PROVIDED TEXT ▸
□ □ □ □

Zakham is a 1994 Maldivian film directed by Easa Shareef. Produced by Aslam Rasheed under Slam Studio, the film stars Hassan Afeef and Aishath Shiranee in lead roles.

Premise
Nadhiya (Aishath Shiranee) along with her family goes to a nearby uninhabited island for picnic, where she meets Asif (Hassan Afeef). She encounters a bitterful interaction with him and is loathed by his presence until he saves her from a group of thugs. This softens her hatred towards him though the tables were changed where Asif suspects her change of intention as a part of her revenge plan. The trip ends when they both reunite and starts longing for each other. Shortly after, they start dating though their happiness is short-lived as her father, Moosafulhu (Chilhiya Moosa Manik) is coerced by his business partner, Ibrahimfulhu (Ibrahim Shakir) to arrange their children's marriage in order to strengthen their friendship.

□ □ □ □

COLLECTED DATA ▸

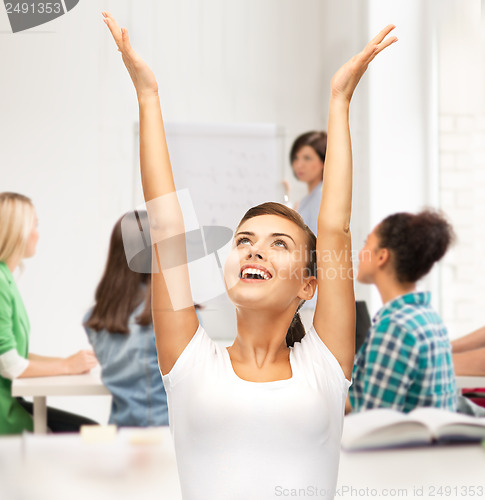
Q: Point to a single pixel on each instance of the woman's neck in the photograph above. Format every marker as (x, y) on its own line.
(261, 336)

□ □ □ □

REQUIRED TASK 1 ▸
Name every character who appears in the premise of the Zakham film summary.
REQUIRED TASK 2 ▸
Write out the Zakham film summary word for word, from "Zakham is a" to "in lead roles.".
The material plays no part in this.

EXERCISE ANSWER 1 ▸
Nadhiya, Asif, Moosafulhu, Ibrahimfulhu

EXERCISE ANSWER 2 ▸
Zakham is a 1994 Maldivian film directed by Easa Shareef. Produced by Aslam Rasheed under Slam Studio, the film stars Hassan Afeef and Aishath Shiranee in lead roles.